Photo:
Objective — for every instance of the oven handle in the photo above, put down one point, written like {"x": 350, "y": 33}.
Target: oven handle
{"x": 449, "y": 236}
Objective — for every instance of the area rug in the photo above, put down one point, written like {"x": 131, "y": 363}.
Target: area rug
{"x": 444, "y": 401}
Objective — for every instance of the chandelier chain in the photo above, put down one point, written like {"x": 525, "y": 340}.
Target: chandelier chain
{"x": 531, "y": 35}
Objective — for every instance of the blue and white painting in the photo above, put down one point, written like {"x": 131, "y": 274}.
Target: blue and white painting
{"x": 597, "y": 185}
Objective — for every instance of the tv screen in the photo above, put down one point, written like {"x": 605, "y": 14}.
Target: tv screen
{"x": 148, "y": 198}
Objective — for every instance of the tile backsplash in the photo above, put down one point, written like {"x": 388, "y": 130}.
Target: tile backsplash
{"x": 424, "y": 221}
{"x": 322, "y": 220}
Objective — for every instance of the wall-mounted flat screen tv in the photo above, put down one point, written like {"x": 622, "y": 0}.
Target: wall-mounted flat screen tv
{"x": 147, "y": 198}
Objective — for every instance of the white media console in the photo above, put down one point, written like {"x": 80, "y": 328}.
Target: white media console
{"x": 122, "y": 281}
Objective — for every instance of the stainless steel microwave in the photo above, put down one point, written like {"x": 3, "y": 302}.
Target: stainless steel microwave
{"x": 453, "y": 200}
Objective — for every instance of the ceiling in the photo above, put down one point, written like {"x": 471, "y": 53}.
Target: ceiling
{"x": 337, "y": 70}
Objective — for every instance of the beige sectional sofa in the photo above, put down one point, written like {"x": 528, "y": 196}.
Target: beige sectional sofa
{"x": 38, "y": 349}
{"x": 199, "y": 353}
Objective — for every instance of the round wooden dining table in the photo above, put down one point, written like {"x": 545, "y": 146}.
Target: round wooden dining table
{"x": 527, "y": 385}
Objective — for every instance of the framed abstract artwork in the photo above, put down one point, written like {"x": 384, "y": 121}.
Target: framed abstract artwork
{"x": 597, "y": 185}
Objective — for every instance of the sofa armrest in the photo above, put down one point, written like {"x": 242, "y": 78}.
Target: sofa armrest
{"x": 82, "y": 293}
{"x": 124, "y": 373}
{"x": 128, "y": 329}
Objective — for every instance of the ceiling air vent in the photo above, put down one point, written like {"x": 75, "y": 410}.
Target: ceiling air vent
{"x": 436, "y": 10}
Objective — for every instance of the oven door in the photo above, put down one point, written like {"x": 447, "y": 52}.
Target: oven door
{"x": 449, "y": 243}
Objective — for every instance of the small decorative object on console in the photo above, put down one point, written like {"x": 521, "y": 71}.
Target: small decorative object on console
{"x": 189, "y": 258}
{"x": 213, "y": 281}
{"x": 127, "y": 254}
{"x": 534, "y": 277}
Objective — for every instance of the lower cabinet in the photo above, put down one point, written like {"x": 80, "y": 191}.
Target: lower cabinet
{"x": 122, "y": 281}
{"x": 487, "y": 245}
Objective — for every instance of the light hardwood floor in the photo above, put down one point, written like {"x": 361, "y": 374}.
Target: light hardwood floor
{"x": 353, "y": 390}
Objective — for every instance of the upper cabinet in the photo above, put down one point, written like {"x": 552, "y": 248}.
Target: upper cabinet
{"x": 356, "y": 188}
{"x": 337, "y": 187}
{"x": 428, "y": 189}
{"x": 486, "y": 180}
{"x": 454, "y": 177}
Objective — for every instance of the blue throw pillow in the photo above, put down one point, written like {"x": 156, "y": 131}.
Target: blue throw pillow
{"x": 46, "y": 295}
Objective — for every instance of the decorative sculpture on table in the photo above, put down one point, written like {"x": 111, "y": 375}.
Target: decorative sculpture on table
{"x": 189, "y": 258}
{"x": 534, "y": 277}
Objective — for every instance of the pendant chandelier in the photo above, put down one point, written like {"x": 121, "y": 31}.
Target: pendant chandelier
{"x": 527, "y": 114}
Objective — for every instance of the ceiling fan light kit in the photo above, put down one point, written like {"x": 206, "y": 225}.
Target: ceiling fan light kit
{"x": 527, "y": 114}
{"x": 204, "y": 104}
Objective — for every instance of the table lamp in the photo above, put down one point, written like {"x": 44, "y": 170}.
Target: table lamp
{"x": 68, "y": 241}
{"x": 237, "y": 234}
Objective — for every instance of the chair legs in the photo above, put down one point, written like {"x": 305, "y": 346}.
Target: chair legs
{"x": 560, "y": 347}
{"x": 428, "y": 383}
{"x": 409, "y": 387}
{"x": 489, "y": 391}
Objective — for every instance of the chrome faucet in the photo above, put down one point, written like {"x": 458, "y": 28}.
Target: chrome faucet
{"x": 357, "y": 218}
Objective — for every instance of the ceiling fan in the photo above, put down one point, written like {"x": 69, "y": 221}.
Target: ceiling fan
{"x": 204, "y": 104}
◇ ◇ ◇ ◇ ◇ ◇ ◇
WORK REQUEST:
All of the material above should be repeated exactly.

TASK OUTPUT:
Photo:
Objective — for every instance of the oven handle in the photo above, put down one point, written like {"x": 350, "y": 33}.
Target: oven handle
{"x": 449, "y": 236}
Objective — for every instance of the area rug in the photo above, put down one point, written like {"x": 131, "y": 363}.
Target: area rug
{"x": 444, "y": 401}
Objective — for every instance of the chandelier chain in the photo above, put down one point, written like {"x": 525, "y": 340}.
Target: chandelier chain
{"x": 531, "y": 35}
Objective — for every instance of the blue and white painting in the photo above, put down one point, written like {"x": 131, "y": 274}.
Target: blue and white painting
{"x": 597, "y": 185}
Objective — for every instance of the tv screen in the photo above, put down one point, written like {"x": 605, "y": 14}.
Target: tv screen
{"x": 148, "y": 198}
Objective — for every instance of the tile backsplash in the photo above, put down one point, written like {"x": 388, "y": 130}.
Target: tile backsplash
{"x": 424, "y": 221}
{"x": 322, "y": 220}
Objective — for every instance of the wall-mounted flat screen tv in the photo above, put down one point, written like {"x": 622, "y": 0}.
Target: wall-mounted flat screen tv
{"x": 147, "y": 198}
Objective — for every instance of the white media console in the photo above, put down one point, written like {"x": 80, "y": 328}.
Target: white media console
{"x": 122, "y": 281}
Objective — for every instance of the stainless steel microwave in the photo above, put down one point, written like {"x": 3, "y": 302}.
Target: stainless steel microwave
{"x": 453, "y": 200}
Objective — for every instance of the ceiling in the photo above, put down one point, written like {"x": 471, "y": 53}.
Target: ceiling
{"x": 337, "y": 70}
Objective — for every instance of the beige sectional sofa in the photo above, put down one point, written like {"x": 528, "y": 196}.
Target: beige sectional sofa
{"x": 38, "y": 349}
{"x": 199, "y": 353}
Objective — for every instance of the round wooden dining table in the photo above, put down one point, written like {"x": 545, "y": 146}.
Target: round wooden dining table
{"x": 527, "y": 385}
Objective — for every instance of the framed abstract artwork in the photo above, put down one point, written like {"x": 384, "y": 121}.
Target: framed abstract artwork
{"x": 597, "y": 185}
Objective — for every instance of the sofa armrest in the photo above, put down one point, written like {"x": 242, "y": 78}.
Target: sofa armrest
{"x": 82, "y": 293}
{"x": 124, "y": 373}
{"x": 128, "y": 329}
Objective — for every instance of the ceiling air vent in the photo above, put down one point, written like {"x": 75, "y": 410}.
Target: ceiling air vent
{"x": 436, "y": 10}
Objective — for every instance of the oven door in the photo above, put down one point, written like {"x": 447, "y": 52}.
Target: oven door
{"x": 449, "y": 243}
Objective — for every instance of the small decorative object on console in the photo above, put down one point, written like {"x": 521, "y": 71}.
Target: small decorative object on console
{"x": 189, "y": 258}
{"x": 213, "y": 281}
{"x": 127, "y": 254}
{"x": 534, "y": 277}
Objective — for every instance of the lower cabinet in the photo above, put down one point, written like {"x": 80, "y": 191}.
Target: lower cabinet
{"x": 122, "y": 281}
{"x": 487, "y": 245}
Objective — for every instance of the light hardwood floor in the photo above, put down one point, written like {"x": 361, "y": 374}.
Target: light hardwood floor
{"x": 353, "y": 390}
Objective — for every instance of the upper cabinet in the photo above, put down one point, written like {"x": 552, "y": 248}.
Target: upper cabinet
{"x": 356, "y": 188}
{"x": 337, "y": 187}
{"x": 428, "y": 189}
{"x": 486, "y": 180}
{"x": 454, "y": 177}
Objective — for every instance of the blue throw pillow in the photo above, put down one point, written like {"x": 156, "y": 131}.
Target: blue throw pillow
{"x": 46, "y": 295}
Objective — for every instance of the decorative sculpture on table in the photo above, put down one point, written like {"x": 111, "y": 375}.
Target: decorative sculpture on table
{"x": 189, "y": 258}
{"x": 534, "y": 277}
Objective — for every instance of the pendant chandelier in the photo above, put down one point, written like {"x": 121, "y": 31}.
Target: pendant chandelier
{"x": 527, "y": 114}
Objective — for every instance of the ceiling fan light kit in the photo above, put down one point, written like {"x": 206, "y": 225}.
Target: ceiling fan light kit
{"x": 527, "y": 114}
{"x": 204, "y": 104}
Objective — for every instance of the table lamp in the photo above, put down one point, written like {"x": 44, "y": 170}.
Target: table lamp
{"x": 68, "y": 241}
{"x": 237, "y": 234}
Objective — for every instance of the chair legs in the photo above, put down one point, written like {"x": 305, "y": 346}.
Target: chair legs
{"x": 560, "y": 347}
{"x": 428, "y": 383}
{"x": 409, "y": 387}
{"x": 489, "y": 391}
Objective — for every instance of the chrome faucet in the photo above, put down one point, written like {"x": 458, "y": 28}.
Target: chrome faucet
{"x": 357, "y": 218}
Objective — for every instance of the ceiling fan in the photo above, put down one point, written like {"x": 69, "y": 221}.
Target: ceiling fan
{"x": 204, "y": 104}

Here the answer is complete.